▸ **PROBLEM REQUIREMENTS**: Whenever the word "instance" appears in a line of the listing, copy that line.
EXERCISE DATA below:
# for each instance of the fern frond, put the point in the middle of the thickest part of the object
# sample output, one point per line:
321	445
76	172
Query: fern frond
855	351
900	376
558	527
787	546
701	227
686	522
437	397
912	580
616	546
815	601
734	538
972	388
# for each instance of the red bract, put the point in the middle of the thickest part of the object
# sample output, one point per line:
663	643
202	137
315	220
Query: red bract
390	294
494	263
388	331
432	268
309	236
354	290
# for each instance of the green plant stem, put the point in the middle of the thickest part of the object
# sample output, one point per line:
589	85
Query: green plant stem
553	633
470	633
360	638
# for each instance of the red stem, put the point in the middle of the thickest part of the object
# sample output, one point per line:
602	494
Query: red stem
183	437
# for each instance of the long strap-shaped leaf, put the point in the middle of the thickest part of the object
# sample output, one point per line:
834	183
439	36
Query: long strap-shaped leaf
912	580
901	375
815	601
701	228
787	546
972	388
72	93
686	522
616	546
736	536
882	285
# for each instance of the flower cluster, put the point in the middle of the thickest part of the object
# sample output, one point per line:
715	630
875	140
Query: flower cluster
End of EXERCISE DATA.
▸ **TASK RESPONSE**:
# for each instance of the fern frond, put the point in the middle of the thickest part of the object
# for each instance of the red bract, put the point in the middle of the thickest part of the object
# for each instance of the green plant stem, put the point in the middle of the thickest part of the object
# for each instance of the red stem, put the point in the middle of the thickest part of the object
# for each instance of the long strap-shaped leaf, put the point in the middle of the thickest part of the object
# for each instance of the flower cluster, put the point in the middle of the thickest part of the object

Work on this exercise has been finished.